→ **INSTRUCTIONS FOR THE TASK**
Once every line in the data that follows has been checked for the word "target", give only the number of lines that hold it.

----- THE RECORDS

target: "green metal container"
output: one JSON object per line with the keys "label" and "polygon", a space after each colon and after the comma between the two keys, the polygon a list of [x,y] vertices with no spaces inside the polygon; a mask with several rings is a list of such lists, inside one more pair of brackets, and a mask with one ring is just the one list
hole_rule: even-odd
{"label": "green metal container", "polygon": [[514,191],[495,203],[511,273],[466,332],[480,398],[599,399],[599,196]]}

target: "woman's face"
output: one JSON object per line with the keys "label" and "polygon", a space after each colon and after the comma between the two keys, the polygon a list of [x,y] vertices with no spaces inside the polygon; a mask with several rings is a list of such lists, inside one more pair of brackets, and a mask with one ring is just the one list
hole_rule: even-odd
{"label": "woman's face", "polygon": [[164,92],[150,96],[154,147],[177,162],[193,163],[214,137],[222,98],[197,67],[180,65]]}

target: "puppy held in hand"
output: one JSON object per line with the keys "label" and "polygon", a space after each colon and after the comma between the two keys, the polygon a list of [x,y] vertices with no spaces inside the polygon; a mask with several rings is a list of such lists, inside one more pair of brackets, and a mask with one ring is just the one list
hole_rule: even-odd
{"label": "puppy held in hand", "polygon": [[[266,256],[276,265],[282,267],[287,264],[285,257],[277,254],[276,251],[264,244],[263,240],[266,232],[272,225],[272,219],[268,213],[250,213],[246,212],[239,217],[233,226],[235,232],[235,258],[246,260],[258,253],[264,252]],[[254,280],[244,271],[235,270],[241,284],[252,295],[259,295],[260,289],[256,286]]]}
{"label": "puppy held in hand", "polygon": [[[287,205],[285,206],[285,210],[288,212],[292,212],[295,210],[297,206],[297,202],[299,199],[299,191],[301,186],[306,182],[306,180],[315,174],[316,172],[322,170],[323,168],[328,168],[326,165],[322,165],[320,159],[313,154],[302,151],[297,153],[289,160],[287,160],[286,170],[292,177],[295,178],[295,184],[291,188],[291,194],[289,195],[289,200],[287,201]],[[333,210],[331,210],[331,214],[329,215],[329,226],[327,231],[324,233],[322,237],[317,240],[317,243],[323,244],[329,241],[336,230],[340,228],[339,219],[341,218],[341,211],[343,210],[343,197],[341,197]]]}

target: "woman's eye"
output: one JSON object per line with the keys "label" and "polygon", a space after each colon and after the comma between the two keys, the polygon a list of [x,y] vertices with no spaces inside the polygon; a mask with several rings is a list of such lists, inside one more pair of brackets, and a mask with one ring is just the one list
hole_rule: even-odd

----------

→ **ANSWER BOX**
4